Task details -> Can you output the records below exactly as they are written?

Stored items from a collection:
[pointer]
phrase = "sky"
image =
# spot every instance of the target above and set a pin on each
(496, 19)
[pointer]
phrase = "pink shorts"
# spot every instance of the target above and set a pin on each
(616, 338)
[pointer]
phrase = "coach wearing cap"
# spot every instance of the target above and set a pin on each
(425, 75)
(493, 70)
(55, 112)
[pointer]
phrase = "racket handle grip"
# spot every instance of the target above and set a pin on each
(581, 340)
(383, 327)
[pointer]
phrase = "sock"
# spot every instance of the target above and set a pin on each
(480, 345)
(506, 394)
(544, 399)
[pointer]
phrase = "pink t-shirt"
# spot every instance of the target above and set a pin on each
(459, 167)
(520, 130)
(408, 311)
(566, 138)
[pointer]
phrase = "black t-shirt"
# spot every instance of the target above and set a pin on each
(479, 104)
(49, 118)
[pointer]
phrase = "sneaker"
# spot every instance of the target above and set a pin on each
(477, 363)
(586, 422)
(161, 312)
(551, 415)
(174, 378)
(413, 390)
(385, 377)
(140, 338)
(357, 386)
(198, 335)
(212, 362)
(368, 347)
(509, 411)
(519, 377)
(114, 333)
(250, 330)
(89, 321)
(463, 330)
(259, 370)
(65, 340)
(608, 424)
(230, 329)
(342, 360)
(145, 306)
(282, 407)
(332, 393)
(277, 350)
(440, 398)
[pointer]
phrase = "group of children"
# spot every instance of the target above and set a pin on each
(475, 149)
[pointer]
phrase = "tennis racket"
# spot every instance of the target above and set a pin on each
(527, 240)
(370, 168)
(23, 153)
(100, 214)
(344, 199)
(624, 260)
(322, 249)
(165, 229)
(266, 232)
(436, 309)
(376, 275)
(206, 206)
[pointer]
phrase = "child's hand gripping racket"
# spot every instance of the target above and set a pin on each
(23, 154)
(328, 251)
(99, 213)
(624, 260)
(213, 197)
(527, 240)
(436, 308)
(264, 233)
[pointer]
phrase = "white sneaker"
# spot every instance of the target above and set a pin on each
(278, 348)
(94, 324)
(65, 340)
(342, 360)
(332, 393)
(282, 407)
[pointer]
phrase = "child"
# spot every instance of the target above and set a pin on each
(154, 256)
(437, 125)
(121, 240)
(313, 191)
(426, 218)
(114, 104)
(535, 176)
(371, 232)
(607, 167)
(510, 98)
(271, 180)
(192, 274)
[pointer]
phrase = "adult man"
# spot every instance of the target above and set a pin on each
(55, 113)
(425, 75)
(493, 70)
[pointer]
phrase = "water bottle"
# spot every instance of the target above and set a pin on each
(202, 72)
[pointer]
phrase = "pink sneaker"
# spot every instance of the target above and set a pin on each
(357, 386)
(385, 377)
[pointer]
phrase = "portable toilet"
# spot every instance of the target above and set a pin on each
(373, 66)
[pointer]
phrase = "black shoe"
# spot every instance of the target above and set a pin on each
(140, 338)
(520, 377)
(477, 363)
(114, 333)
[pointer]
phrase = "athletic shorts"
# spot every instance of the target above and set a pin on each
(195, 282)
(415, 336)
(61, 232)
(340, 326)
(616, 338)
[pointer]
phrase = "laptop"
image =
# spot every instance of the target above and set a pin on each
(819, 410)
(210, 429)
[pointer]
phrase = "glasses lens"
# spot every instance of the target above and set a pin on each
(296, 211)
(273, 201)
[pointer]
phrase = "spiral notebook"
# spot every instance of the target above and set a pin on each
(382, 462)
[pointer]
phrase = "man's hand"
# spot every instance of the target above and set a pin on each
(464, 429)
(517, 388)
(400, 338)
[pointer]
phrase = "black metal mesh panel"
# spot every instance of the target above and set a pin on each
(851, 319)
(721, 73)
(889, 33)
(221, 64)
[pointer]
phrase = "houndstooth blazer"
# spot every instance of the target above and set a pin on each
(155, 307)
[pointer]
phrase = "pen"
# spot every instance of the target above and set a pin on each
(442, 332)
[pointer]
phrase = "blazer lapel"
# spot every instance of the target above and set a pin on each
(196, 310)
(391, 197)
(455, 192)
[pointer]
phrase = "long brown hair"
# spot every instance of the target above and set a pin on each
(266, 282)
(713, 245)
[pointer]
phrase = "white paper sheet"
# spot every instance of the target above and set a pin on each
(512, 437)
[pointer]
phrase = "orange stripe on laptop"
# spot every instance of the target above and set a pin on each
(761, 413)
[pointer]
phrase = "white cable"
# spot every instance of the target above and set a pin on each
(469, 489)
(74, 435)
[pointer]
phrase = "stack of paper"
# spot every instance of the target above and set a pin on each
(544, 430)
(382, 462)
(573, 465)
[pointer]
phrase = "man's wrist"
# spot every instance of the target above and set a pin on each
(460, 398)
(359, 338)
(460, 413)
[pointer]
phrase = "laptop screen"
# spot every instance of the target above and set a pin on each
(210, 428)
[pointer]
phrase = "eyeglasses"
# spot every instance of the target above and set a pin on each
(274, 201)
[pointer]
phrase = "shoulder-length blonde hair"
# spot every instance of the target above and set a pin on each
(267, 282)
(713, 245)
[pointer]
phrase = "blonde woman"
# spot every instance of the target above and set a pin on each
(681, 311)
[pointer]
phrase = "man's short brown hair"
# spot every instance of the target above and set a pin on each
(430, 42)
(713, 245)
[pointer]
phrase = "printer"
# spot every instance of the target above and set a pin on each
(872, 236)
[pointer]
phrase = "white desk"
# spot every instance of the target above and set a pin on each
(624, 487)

Answer area ->
[pointer]
phrase = "sky"
image =
# spot every instance of the target above and set a pin on each
(496, 19)
[pointer]
phrase = "pink shorts"
# spot every instance of the target above and set a pin on each
(616, 338)
[pointer]
phrase = "coach wearing cap"
# spot every instance of the target above and set a pin on each
(425, 75)
(493, 70)
(55, 112)
[pointer]
phrase = "racket handle grip"
# spot every instance of the target above and set a pin on each
(581, 340)
(383, 327)
[pointer]
phrase = "sock"
# spot every instance of the target above and set a pin on each
(480, 345)
(506, 394)
(544, 399)
[pointer]
phrase = "pink t-shirt"
# spot every instance of the target above and set a pin on each
(459, 167)
(520, 130)
(408, 311)
(566, 138)
[pointer]
phrase = "black t-shirt"
# spot every instance of the target above and set a pin on each
(479, 104)
(49, 118)
[pointer]
phrase = "sneaker"
# spot every instance of the target above and set a pin on each
(477, 363)
(586, 422)
(161, 312)
(551, 415)
(174, 378)
(413, 390)
(385, 377)
(140, 338)
(357, 386)
(198, 335)
(212, 362)
(368, 347)
(509, 411)
(519, 377)
(114, 333)
(250, 330)
(89, 321)
(463, 330)
(259, 370)
(65, 340)
(608, 424)
(230, 329)
(342, 360)
(145, 306)
(282, 407)
(332, 393)
(277, 350)
(440, 398)
[pointer]
phrase = "group of children"
# spot every instance of the target above and set a pin on each
(475, 149)
[pointer]
phrase = "tennis racket"
# spot every instance of the target above and set a pin on each
(527, 240)
(370, 168)
(23, 153)
(100, 214)
(344, 199)
(624, 260)
(322, 249)
(165, 229)
(266, 232)
(436, 309)
(376, 275)
(206, 206)
[pointer]
phrase = "child's hand gripping racket"
# spot every instance of the target above and set a pin on each
(23, 154)
(328, 251)
(99, 213)
(624, 260)
(213, 197)
(527, 240)
(436, 308)
(264, 233)
[pointer]
phrase = "white sneaker"
# spot every instance of the target above and set a pin on each
(278, 348)
(94, 324)
(65, 340)
(342, 360)
(332, 393)
(282, 407)
[pointer]
phrase = "child"
# spot every instance of the target above and set a pin on each
(154, 256)
(437, 125)
(121, 240)
(313, 191)
(426, 218)
(114, 104)
(535, 176)
(371, 232)
(607, 167)
(510, 98)
(271, 180)
(192, 274)
[pointer]
phrase = "adult man"
# spot every instance of the target above and set a pin on each
(55, 113)
(425, 75)
(493, 70)
[pointer]
phrase = "water bottle"
# spot every instance of the target above and set a pin on each
(202, 72)
[pointer]
phrase = "pink sneaker"
# spot every instance of the target above and set a pin on each
(357, 386)
(385, 377)
[pointer]
phrase = "portable toilet"
# spot every instance of the target above and set a pin on each
(373, 66)
[pointer]
phrase = "black shoe"
# spot every instance of the target above and set a pin on each
(140, 338)
(520, 377)
(477, 363)
(114, 333)
[pointer]
phrase = "athletic shorts"
# spot every instance of the target above and set a pin on each
(195, 282)
(415, 336)
(61, 232)
(340, 326)
(616, 338)
[pointer]
phrase = "laptop"
image =
# spot every instance of the target above and set a pin on each
(819, 410)
(210, 429)
[pointer]
phrase = "glasses lens"
# spot every instance of the target above and set a pin on each
(296, 211)
(273, 201)
[pointer]
phrase = "spiral notebook"
# spot every instance of the target above and set a pin on each
(382, 462)
[pointer]
phrase = "man's hand"
# spot every instance of the target above and set a pin on each
(464, 429)
(517, 388)
(400, 338)
[pointer]
phrase = "black metal mesh panel"
# spot every instance of the target above and set a pin on each
(851, 319)
(721, 73)
(889, 33)
(221, 64)
[pointer]
phrase = "houndstooth blazer"
# spot every instance of the target above and set a pin on each
(155, 307)
[pointer]
phrase = "pen"
# spot every instance of the target above and set a pin on each
(442, 332)
[pointer]
phrase = "blazer lapel"
# spot every instance of the target above and set a pin on each
(196, 310)
(391, 197)
(455, 192)
[pointer]
phrase = "long brown hair"
# spot every instance of the target above and set a pin on each
(266, 282)
(713, 245)
[pointer]
phrase = "white paper sheet"
# spot every instance of the target above and set a pin on each
(512, 437)
[pointer]
phrase = "orange stripe on laptop"
# spot every instance of the target above and set a pin on each
(761, 413)
[pointer]
phrase = "white cable"
# spot every instance of the target above and set a pin on each
(469, 489)
(74, 435)
[pointer]
phrase = "stack of paper"
# spot every instance of the target above and set a pin on each
(544, 430)
(382, 462)
(573, 465)
[pointer]
phrase = "man's wrist"
# spot every instance of the target above and set a pin on each
(460, 398)
(359, 338)
(460, 413)
[pointer]
phrase = "laptop screen"
# spot every instance of the target above and set a pin on each
(210, 428)
[pointer]
phrase = "eyeglasses"
# spot every instance of the target above and set a pin on each
(274, 201)
[pointer]
phrase = "shoulder-length blonde hair"
# spot every instance of the target above and set a pin on each
(267, 282)
(713, 245)
[pointer]
phrase = "blonde woman"
# spot every instance of the target above and set a pin on each
(681, 311)
[pointer]
phrase = "man's short brown hair"
# spot every instance of the target above and set a pin on each
(430, 42)
(713, 245)
[pointer]
phrase = "printer"
# spot every instance of the target above and set a pin on each
(872, 236)
[pointer]
phrase = "white desk"
# spot every instance of the target above and set a pin on each
(624, 487)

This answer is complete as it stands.